Aim for an exact copy of the listing, without any images.
Data provided Block Start
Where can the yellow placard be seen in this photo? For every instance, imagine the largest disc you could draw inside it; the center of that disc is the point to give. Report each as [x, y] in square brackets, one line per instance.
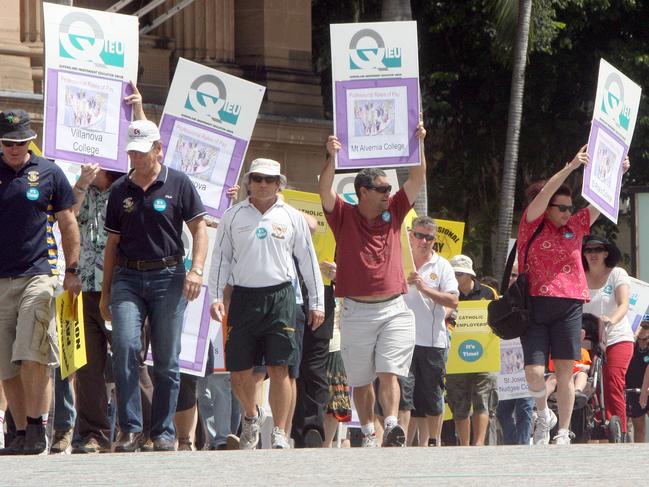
[323, 238]
[450, 234]
[72, 339]
[474, 348]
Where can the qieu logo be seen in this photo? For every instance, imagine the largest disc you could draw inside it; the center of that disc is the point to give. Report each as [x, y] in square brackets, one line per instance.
[81, 38]
[367, 50]
[207, 96]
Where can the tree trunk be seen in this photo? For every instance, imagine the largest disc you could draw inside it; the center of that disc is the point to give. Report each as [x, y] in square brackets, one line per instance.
[508, 185]
[394, 10]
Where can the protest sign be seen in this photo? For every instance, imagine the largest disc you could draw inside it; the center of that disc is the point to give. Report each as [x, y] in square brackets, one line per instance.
[511, 378]
[206, 126]
[72, 338]
[614, 117]
[474, 348]
[375, 71]
[194, 341]
[638, 301]
[90, 58]
[323, 238]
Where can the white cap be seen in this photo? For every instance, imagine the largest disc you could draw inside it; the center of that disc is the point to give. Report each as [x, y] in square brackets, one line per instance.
[267, 167]
[462, 263]
[141, 136]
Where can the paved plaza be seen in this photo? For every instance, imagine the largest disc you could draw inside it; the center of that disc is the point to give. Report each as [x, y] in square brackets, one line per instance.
[504, 465]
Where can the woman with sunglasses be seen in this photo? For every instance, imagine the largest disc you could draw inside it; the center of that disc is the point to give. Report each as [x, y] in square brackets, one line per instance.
[609, 300]
[557, 289]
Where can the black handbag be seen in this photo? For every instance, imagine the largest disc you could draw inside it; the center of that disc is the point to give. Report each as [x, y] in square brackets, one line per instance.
[509, 316]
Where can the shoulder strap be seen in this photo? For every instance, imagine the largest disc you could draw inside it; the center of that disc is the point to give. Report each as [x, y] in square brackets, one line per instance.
[512, 256]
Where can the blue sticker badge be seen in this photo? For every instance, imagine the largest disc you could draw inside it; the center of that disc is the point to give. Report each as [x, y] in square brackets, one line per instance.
[32, 194]
[159, 204]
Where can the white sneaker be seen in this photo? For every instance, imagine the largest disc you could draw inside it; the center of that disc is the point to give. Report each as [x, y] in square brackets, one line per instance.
[563, 437]
[369, 441]
[250, 429]
[278, 440]
[542, 429]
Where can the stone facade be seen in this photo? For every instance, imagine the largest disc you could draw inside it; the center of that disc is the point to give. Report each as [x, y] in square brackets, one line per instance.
[265, 41]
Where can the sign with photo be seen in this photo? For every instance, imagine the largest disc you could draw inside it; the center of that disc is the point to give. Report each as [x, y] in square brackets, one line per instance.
[206, 126]
[90, 59]
[375, 70]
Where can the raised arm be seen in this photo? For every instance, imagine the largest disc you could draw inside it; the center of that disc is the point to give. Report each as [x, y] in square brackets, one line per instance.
[417, 176]
[540, 203]
[325, 185]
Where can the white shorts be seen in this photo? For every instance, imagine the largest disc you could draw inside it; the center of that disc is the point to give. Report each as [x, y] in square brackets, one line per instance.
[376, 338]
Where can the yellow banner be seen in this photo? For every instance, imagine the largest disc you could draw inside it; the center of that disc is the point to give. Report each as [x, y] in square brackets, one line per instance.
[449, 238]
[474, 348]
[72, 338]
[323, 238]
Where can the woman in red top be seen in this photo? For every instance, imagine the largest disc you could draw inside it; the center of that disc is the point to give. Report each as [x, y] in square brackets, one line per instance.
[557, 288]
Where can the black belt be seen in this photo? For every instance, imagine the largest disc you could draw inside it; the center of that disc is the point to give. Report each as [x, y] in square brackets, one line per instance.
[149, 265]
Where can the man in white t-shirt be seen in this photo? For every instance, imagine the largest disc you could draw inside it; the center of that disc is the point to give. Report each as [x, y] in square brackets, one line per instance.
[432, 289]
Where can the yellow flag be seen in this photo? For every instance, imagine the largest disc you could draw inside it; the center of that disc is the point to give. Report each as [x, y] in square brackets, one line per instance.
[323, 238]
[72, 339]
[474, 348]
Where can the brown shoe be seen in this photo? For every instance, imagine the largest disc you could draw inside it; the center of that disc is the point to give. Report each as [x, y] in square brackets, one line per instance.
[61, 442]
[128, 442]
[164, 444]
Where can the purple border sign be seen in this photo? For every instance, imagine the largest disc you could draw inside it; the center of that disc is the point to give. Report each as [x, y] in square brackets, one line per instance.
[51, 114]
[341, 128]
[604, 206]
[166, 129]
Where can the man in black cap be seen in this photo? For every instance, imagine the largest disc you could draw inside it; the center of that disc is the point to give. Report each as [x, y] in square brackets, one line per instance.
[34, 194]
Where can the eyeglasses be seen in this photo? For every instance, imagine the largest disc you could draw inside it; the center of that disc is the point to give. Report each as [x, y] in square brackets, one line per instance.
[419, 236]
[257, 178]
[594, 250]
[564, 208]
[10, 143]
[380, 189]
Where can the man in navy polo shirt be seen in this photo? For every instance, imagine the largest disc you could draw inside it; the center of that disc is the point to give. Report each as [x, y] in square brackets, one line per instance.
[144, 277]
[34, 193]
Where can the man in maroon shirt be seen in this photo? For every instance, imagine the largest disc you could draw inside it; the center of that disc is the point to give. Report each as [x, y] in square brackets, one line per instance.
[377, 328]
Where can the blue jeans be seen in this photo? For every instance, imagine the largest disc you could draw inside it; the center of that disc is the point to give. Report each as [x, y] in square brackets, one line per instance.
[65, 415]
[515, 417]
[218, 408]
[156, 295]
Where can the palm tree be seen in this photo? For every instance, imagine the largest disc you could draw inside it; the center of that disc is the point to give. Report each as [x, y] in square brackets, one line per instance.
[508, 184]
[392, 10]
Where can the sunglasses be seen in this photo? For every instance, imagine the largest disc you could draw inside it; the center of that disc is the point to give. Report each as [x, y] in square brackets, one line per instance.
[564, 208]
[594, 250]
[10, 143]
[380, 189]
[257, 178]
[419, 236]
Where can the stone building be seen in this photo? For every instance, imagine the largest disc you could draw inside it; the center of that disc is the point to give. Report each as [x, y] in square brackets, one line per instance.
[264, 41]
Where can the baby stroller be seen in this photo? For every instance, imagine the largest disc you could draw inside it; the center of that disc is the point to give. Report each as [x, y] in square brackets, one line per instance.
[590, 421]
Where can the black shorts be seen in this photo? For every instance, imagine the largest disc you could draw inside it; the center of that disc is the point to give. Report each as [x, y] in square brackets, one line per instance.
[555, 329]
[261, 327]
[429, 368]
[633, 408]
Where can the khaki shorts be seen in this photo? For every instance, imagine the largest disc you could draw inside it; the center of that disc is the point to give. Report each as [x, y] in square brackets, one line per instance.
[27, 324]
[376, 338]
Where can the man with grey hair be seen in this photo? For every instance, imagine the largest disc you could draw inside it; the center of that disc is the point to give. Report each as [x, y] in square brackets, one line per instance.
[377, 328]
[256, 242]
[432, 289]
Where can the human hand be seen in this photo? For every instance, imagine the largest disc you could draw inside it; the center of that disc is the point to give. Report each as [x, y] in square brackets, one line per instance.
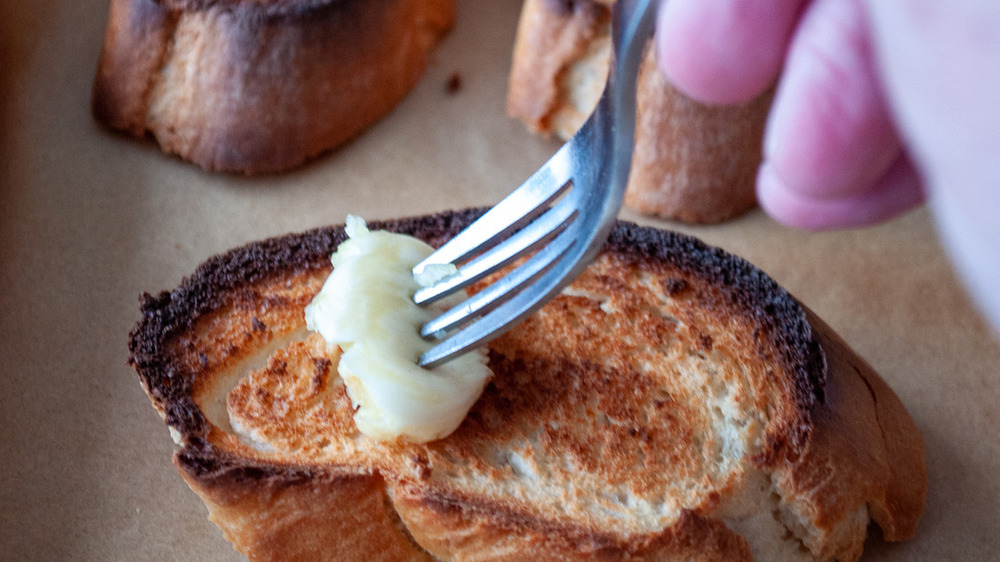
Data provided Block End
Written solution:
Where can the yellow placard be seen in this photo? For every instance, imagine the largest disc you could draw inside it; the center of that disc is the point to give. Report each as [x, y] in square brackets, one line per instance.
[323, 238]
[450, 234]
[72, 339]
[474, 348]
Where can the qieu logo be seen in this photo? For every instance, imagine the largest disc you could draw inside it; the center of that disc is the point to give. Report each as [x, y] in square brackets, one line per instance.
[81, 38]
[367, 50]
[207, 96]
Where can the tree trunk be seen in this photo? For every instance, imagine the largest disc you could draw inside it; the center of that disc is the point to give. Report each as [x, y] in square brackets, one line per instance.
[508, 185]
[394, 10]
Where can the protest sign be seen in this photo? For every instance, imagine the largest disc you could draw inside it; the center of that disc is the point to give. Report each as [x, y] in square brackets, one line per instance.
[511, 378]
[206, 126]
[72, 338]
[614, 117]
[474, 348]
[375, 71]
[194, 341]
[638, 301]
[90, 58]
[323, 238]
Where can the white cap be seen in this photo? For every instance, imagine the largest disc you could draw inside it; the center of that disc is the point to give. Report each as [x, y] in square brackets, one line per instance.
[267, 167]
[462, 263]
[141, 136]
Where can the paved plaza be seen in this photo? For every instance, imagine the largest disc you could draw inside it; the center of that disc is the point to give. Report each as [x, y] in square brackets, one line per instance.
[504, 465]
Where can the woman with sunglasses be seen in this photo? For every instance, imagine the largest disc you could draw inside it; the center of that disc is the point to give. Report each as [x, y] in square brackets, one line per instance.
[609, 300]
[557, 289]
Where can the black handbag be seen in this photo? For every instance, imagine the largest disc you could draw inside it; the center of that disc is the point to give. Report each as [x, y] in square brackets, one line per instance.
[509, 316]
Where can the shoulder strap be seen in this photo? For every instance, imagine the largest disc you could draw inside it; the center of that disc is the point to give. Report each as [x, y] in square brackets, one line per instance.
[512, 256]
Where can the blue sticker badge be seen in this photo? For every instance, imagine the largest disc you could draw inside it; the center of that disc is the point to give. Report each as [x, y] in square brackets, one line per instance.
[32, 194]
[159, 204]
Where can the white sneaker be seen in this photo? For every instance, imagine the largest disc you could draw inside it; the center of that disc is the point to give. Report each as [x, y] in square brackets, one line per instance.
[563, 437]
[369, 441]
[250, 429]
[278, 440]
[542, 429]
Where can the stone facade be seen in this photo? For every instance, imagine the largest disc you could draw inside it; the center of that disc is the point to give. Report each as [x, y] in square brackets, one line per instance.
[265, 41]
Where can the sign with photo be seen in this photo? For every instance, imagine the largest disc you could draw inside it; the center of that disc is the point to give. Report each as [x, y] in square brackets, one line per instance.
[206, 126]
[90, 59]
[375, 70]
Where can the raised arm be seen in this photo? For every instance, imagine the largest disc you could draw inside it; the center of that disc is the point to give. Report each as [x, y] in square brackets, one line per instance.
[417, 176]
[540, 203]
[325, 185]
Where can the white shorts be seen in this photo? For every instance, imagine the largest disc you could draw inside it; the center of that disc is the point to give. Report each as [x, y] in square brackets, one line per instance.
[376, 338]
Where can the yellow banner be seen in this photo? For every instance, imagine the largest disc you could draw inside it; the center of that disc is the point to give. Report each as [x, y] in square brackets, one line per instance.
[449, 238]
[474, 348]
[72, 338]
[323, 238]
Where can the woman in red top be seen in this photo? For every instance, imagine the largest disc you could draw inside it; the center of that disc is the point to give. Report each as [x, y] in square brackets, one line per instance.
[557, 288]
Where can the black belt be seen in this photo? For every instance, imagine the largest disc you could draw inside it; the center of that disc is the point to give. Report each as [x, y] in square brackets, one line per instance.
[149, 265]
Where can the man in white t-shirt be seen in this photo? For every instance, imagine the largest disc you could draw inside it; the center of that disc is the point to give. Report each as [x, y] in square brackets, one line per instance.
[432, 289]
Where can the yellow flag be seen in this photo? For every instance, imagine the largest disc you could draw inside it; the center of that disc is the point to give. Report each as [x, y] in square brackets, one line per instance.
[323, 238]
[72, 339]
[474, 348]
Where can the brown shoe be seen in this photo? For every instance, imagine the largest disc you could draw inside it; the center of that disc is the point to give. Report each as [x, y] in square brackets, one line per instance.
[61, 442]
[128, 442]
[164, 444]
Where can the purple border sign be seen in this photo? For every instance, imagine the largest disc you could draw inside it; the center of that disc is the point to give. Report each as [x, y] in square brackets, one line per instance.
[51, 114]
[341, 128]
[604, 206]
[166, 129]
Where can the man in black cap be seen in this photo? For every instance, imagine the largest disc you could draw inside it; the center of that disc is the point to give. Report each as [x, y] in square brackets, one line per instance.
[34, 194]
Where can the eyeglasses be seen in this photo? For every instance, imagine the largest disc you could draw inside it; the center of that disc is the point to give. Report each as [x, y] in square brackets, one line per instance.
[419, 236]
[257, 178]
[594, 250]
[564, 208]
[10, 143]
[380, 189]
Where can the man in navy polo shirt be seen in this photo? For every instance, imagine the largest disc you could draw inside it; the center of that disc is the point to give. Report each as [x, y] in square brackets, one line per instance.
[144, 277]
[34, 193]
Where can the man in maroon shirt be seen in this photo? For every instance, imagine the largest disc you could draw inside it; the center of that disc is the point to give. Report each as [x, y] in square brackets, one line per instance.
[377, 328]
Where can the blue jeans be seen in this photo? For every instance, imagine the largest disc you could draw inside it; the center of that disc is the point to give. Report each as [x, y] in square brackets, one line per instance.
[65, 415]
[515, 417]
[218, 408]
[156, 295]
Where can the palm tree be seen in this photo? For every instance, imagine the largest disc you could draw inside it; the center of that disc is the point to give. Report each as [x, y] in square brackets, one line per instance.
[508, 184]
[392, 10]
Where can the sunglasses be seen in this photo? For every instance, imagine the largest disc you could draw inside it; the center of that disc is the point to give. Report each as [x, y] in square brackets, one line per instance.
[564, 208]
[594, 250]
[10, 143]
[380, 189]
[257, 178]
[419, 236]
Where can the stone building be seen in this photo? For every instance, imagine the largest disc you could draw inside it; the center of that disc is the point to give. Report each as [x, y] in square brackets, one line per instance.
[264, 41]
Where can the baby stroller be seen in this photo? For every instance, imagine the largest disc you could draw inside it; the center of that disc is the point to give. Report each as [x, y] in square brackets, one line per instance.
[590, 421]
Where can the black shorts be seen in this photo? For every instance, imagine the largest disc you could draw inside it; the center of that disc is the point to give. Report each as [x, y] in square brackets, one line per instance.
[555, 329]
[261, 327]
[429, 368]
[633, 408]
Where can the khaki shorts be seen in this photo? For every instance, imagine the largest disc you could draw inside it; the center of that disc is the point to give. Report each as [x, y] in square brackets, one line per instance.
[27, 324]
[376, 338]
Where can the man with grey hair be seen in this photo? For every instance, imagine the largest disc you could draw inside it; the center of that disc is the point to give. Report each as [x, y] in square brackets, one line per instance.
[377, 328]
[256, 242]
[432, 289]
Where can the human hand be seen in this photo? For every instance, imagine the largest disc you could draw inside it; the center of that disc is the point to give. Report each as [x, y] in square brackets, one line per instance.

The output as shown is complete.